Work task:
Answer these questions about the passage on helping a stranger leaving therapy.
(a) What did the writer do for the lady while they were both walking out?
(b) What did the weather start to do once they reached the carpark?
(c) How long did the two of them sit talking in the car?

Wow, tonight as I was walking out of therapy, another lady similar age to me was leaving at the same time, I held the door open for her and as she said thank you to me she absolutely broke down in tears in front of me. I’ll be honest I wasn’t really sure what to do at first because i’ve never had a stranger just cry like that in front of me. She was trying to talk to me but she couldn’t get her words out and she just kept saying i’m so sorry, i’m so sorry and then it suddenly hit me she’s having a panic attack.
I walked to the carpark with her and asked how she was going to get home and she just looked at me and was like i don’t want to go back home, i’ve got nowhere to go. – and oh my god my heart just couldn’t take it, because i know EXACTLY how that feels, completely mentally lost and on your own. They were truly the worst days of my life, I used to sit there sobbing in my car, those panic attacks are evil. Then, being the typical lovely English spring weather – it started to hail and it was freezing cold, so I just said come and sit in my car for a minute. We ended up sitting there for 40 minutes talking, she calmed down a lot just by me telling her I knew exactly how she felt and reassuring her that everything was going to be ok. She kept saying how embarrassed she was, and it actually felt nice for me to be able to relate to that. I then gave her a lift home and she gave me the biggest hug.

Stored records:

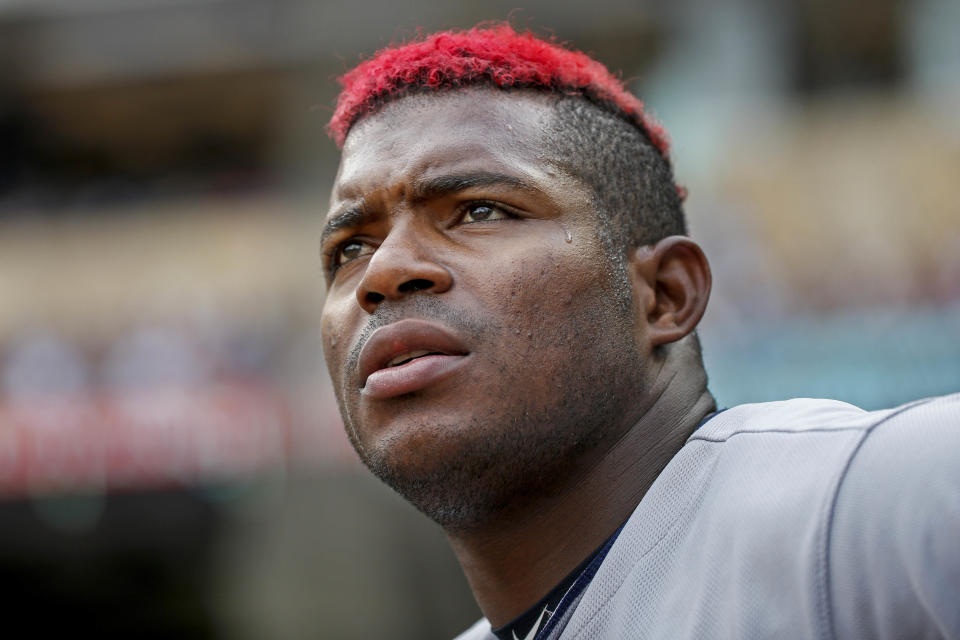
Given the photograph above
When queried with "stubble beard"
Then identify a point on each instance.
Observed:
(514, 450)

Written answer:
(a) The writer held the door open for her.
(b) It started to hail, and it was freezing cold.
(c) They sat talking for 40 minutes.